■ Provided data ■
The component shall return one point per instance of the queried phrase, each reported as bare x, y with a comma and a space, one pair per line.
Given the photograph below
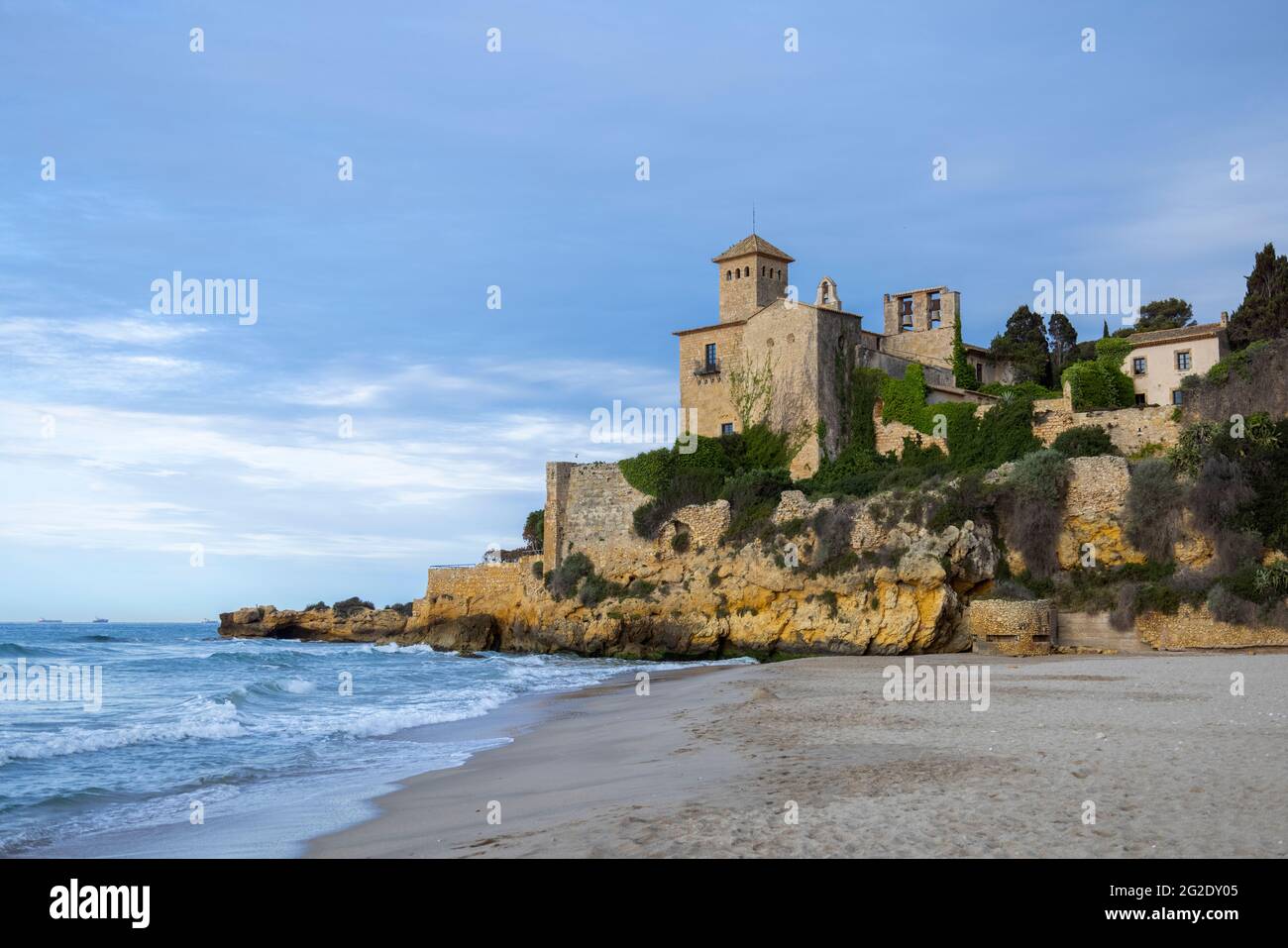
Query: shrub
1096, 385
832, 527
767, 449
752, 498
593, 590
1151, 509
1271, 579
1215, 498
649, 473
708, 454
1005, 434
965, 498
535, 528
1009, 588
1033, 501
1124, 614
687, 487
905, 399
347, 607
1085, 441
1030, 390
1228, 607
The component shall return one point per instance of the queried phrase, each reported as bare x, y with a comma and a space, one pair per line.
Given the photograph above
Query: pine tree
1171, 313
1024, 346
1064, 339
1263, 312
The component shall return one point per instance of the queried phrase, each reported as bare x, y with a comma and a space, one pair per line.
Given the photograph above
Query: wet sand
713, 762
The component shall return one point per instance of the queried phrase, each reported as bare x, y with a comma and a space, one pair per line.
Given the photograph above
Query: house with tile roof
805, 346
1159, 360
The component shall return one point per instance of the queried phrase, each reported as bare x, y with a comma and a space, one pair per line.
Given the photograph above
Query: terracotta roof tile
752, 245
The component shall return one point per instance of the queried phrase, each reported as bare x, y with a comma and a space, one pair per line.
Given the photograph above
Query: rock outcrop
893, 588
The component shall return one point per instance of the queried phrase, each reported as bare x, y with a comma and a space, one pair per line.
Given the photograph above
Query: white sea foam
213, 721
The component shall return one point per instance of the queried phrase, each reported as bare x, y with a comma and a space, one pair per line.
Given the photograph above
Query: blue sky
516, 168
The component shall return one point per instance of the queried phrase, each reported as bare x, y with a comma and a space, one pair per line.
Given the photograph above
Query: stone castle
763, 322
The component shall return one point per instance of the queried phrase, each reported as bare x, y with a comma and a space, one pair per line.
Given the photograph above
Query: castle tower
752, 274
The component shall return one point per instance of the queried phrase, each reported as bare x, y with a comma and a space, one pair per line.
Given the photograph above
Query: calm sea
210, 747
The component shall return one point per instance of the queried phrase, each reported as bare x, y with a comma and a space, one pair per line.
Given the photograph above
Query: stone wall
890, 434
1197, 629
707, 393
1012, 626
484, 582
1129, 429
704, 523
896, 366
590, 509
1093, 630
934, 347
1050, 417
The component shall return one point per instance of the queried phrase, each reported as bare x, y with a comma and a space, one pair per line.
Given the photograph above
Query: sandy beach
713, 762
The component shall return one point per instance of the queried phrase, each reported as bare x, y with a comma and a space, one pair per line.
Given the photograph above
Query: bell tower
752, 274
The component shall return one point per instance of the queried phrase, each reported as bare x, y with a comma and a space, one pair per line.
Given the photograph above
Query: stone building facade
1160, 360
764, 325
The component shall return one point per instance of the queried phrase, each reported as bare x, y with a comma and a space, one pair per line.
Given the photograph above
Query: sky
377, 416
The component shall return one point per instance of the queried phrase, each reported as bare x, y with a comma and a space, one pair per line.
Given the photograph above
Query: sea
206, 747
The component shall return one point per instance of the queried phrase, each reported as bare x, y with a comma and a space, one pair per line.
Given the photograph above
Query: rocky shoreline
897, 590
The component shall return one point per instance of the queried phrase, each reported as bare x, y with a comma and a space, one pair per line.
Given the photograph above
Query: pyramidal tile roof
752, 245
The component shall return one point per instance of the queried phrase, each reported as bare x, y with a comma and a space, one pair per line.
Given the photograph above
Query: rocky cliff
887, 586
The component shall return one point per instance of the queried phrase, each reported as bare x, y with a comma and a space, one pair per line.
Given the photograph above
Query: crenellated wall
590, 509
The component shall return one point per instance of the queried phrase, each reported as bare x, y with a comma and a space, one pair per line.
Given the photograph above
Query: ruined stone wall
704, 523
1094, 631
1050, 417
1012, 626
896, 366
1129, 429
932, 347
483, 582
1197, 629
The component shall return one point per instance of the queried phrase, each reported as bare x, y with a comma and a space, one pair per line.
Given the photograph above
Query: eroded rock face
1094, 514
901, 592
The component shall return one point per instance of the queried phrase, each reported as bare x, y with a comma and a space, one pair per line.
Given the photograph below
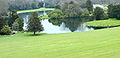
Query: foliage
3, 8
20, 23
85, 13
114, 11
104, 23
6, 30
15, 26
105, 42
89, 6
2, 23
99, 13
34, 23
56, 14
12, 17
71, 9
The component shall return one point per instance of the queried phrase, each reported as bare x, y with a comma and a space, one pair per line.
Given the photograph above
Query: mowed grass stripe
91, 44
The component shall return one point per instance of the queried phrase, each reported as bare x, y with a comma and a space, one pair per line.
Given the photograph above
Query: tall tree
12, 17
20, 23
2, 23
34, 24
15, 26
3, 7
89, 5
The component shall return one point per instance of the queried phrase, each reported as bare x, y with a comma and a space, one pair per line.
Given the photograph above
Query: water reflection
71, 24
59, 25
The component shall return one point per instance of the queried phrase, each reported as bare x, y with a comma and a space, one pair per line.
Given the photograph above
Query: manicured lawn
104, 43
104, 23
33, 10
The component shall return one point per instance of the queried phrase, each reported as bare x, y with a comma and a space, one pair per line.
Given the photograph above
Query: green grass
34, 10
104, 23
104, 43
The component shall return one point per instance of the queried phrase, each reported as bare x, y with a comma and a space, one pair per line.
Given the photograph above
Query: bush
6, 30
15, 26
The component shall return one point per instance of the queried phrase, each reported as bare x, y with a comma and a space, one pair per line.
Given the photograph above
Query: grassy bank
34, 10
103, 43
104, 23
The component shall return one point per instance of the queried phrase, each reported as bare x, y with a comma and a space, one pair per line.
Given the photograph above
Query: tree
56, 14
85, 13
15, 26
3, 7
12, 17
6, 30
114, 11
2, 23
71, 9
34, 24
20, 23
99, 13
89, 6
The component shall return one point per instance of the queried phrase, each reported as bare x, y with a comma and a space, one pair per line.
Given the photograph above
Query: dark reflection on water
59, 25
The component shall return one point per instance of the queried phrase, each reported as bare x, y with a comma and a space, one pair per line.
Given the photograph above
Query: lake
52, 26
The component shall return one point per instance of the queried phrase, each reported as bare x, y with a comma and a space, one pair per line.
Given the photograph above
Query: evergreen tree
114, 11
89, 6
15, 26
20, 23
12, 17
6, 30
34, 24
99, 13
2, 23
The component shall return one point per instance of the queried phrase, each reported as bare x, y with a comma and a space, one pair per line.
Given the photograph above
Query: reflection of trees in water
71, 23
56, 22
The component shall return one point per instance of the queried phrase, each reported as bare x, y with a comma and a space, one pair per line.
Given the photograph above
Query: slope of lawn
104, 23
104, 43
34, 10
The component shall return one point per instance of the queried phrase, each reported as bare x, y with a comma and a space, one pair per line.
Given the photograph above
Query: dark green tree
89, 5
2, 23
99, 13
114, 11
20, 23
56, 14
12, 17
15, 26
34, 24
6, 30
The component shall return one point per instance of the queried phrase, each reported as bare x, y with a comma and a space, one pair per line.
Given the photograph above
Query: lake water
52, 26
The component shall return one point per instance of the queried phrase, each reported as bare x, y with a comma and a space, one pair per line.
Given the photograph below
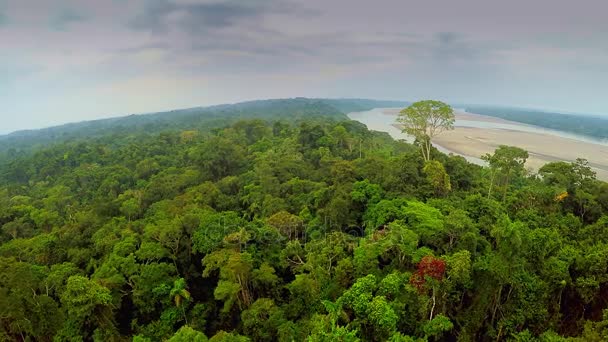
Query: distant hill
202, 118
591, 126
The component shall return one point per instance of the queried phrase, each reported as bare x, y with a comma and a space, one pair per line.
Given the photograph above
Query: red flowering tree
430, 270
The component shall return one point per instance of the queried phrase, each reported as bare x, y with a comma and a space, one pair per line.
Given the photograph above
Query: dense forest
200, 118
592, 126
283, 222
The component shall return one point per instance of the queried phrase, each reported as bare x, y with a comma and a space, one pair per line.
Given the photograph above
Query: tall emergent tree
424, 120
508, 160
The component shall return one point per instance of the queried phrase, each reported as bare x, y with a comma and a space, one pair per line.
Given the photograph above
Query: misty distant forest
283, 220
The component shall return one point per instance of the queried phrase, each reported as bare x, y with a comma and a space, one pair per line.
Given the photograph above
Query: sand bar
543, 147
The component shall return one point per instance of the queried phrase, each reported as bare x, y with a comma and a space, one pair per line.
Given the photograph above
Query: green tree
424, 120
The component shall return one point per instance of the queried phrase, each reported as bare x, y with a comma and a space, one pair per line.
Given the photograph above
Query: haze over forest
70, 61
389, 178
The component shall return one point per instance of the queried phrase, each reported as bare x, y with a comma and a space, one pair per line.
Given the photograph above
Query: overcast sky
64, 61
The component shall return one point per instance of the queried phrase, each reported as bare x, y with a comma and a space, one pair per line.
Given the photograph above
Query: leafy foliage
289, 230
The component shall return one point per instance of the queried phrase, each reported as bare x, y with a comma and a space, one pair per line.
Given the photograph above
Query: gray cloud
146, 55
201, 17
64, 18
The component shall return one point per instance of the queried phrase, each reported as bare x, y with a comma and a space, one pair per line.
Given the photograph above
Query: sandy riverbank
542, 147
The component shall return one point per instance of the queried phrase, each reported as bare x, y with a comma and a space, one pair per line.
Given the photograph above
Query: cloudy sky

■ Problem description ■
Keep only the lines of the records above that contain the string "wall", matching case exactly, and copy each one in full.

■ Response for this exercise ■
Query: stone wall
Query: crenellated wall
Query: ruined stone wall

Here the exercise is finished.